=== Begin Enclosure ===
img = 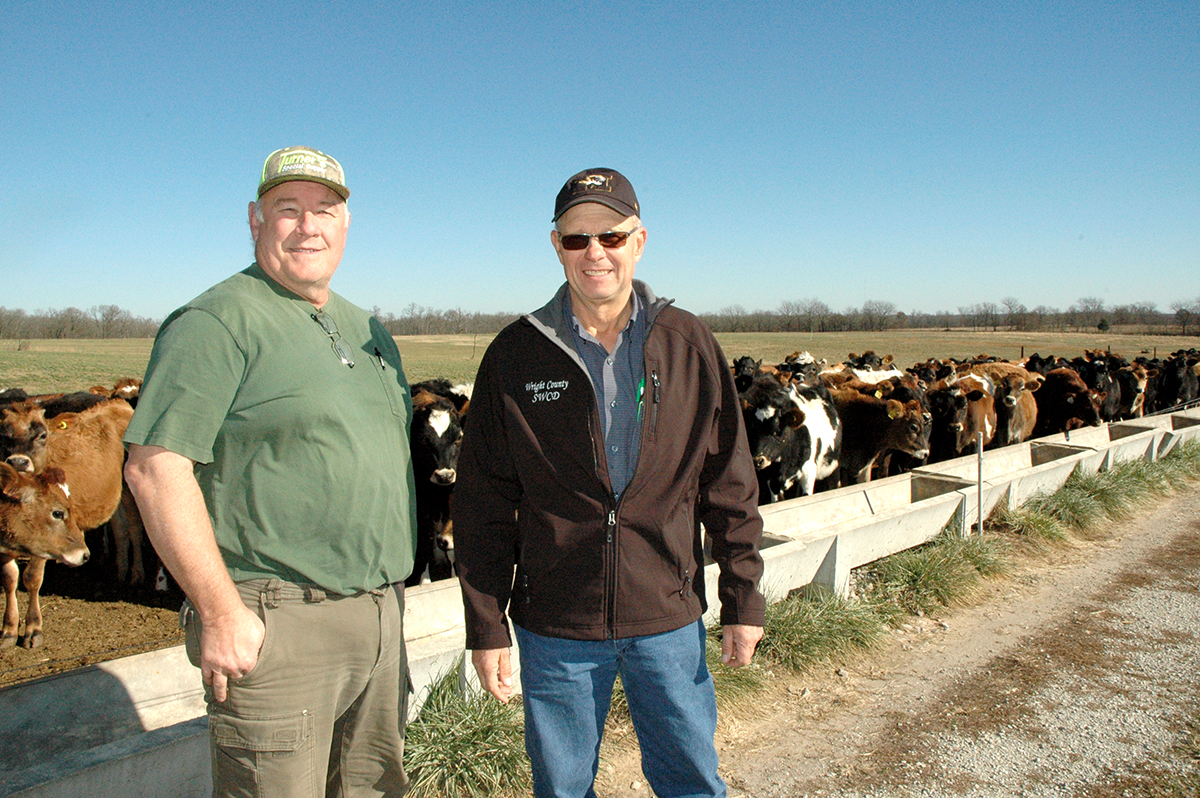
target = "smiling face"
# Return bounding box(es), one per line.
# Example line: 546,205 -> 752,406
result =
551,203 -> 646,323
249,180 -> 350,307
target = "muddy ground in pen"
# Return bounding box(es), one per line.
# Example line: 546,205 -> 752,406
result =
597,489 -> 1200,798
0,539 -> 183,685
3,489 -> 1199,798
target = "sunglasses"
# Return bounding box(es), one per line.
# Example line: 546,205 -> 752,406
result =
558,227 -> 640,251
311,312 -> 355,368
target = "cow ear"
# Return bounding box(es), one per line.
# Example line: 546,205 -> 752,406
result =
=== End Enclosure ===
Repeat the data above exactly; images are not part of the copy.

# [Solution to the problem]
img = 
target = "smiling face"
# Return bounding box(es), one per line.
# Example line: 546,205 -> 752,406
result =
551,203 -> 646,323
249,180 -> 350,307
target = "muddy ground in pen"
# Return bounding box(es), one per line.
# Example line: 546,205 -> 752,406
result =
597,489 -> 1200,798
0,539 -> 183,685
3,489 -> 1199,798
target = "sunglasses"
# Return bounding box(es), one per line.
# Example line: 546,205 -> 752,406
result =
558,227 -> 640,251
311,312 -> 355,368
target = "cow ear"
# Return bounding box(es), one per line.
# Example line: 546,205 -> 752,406
result =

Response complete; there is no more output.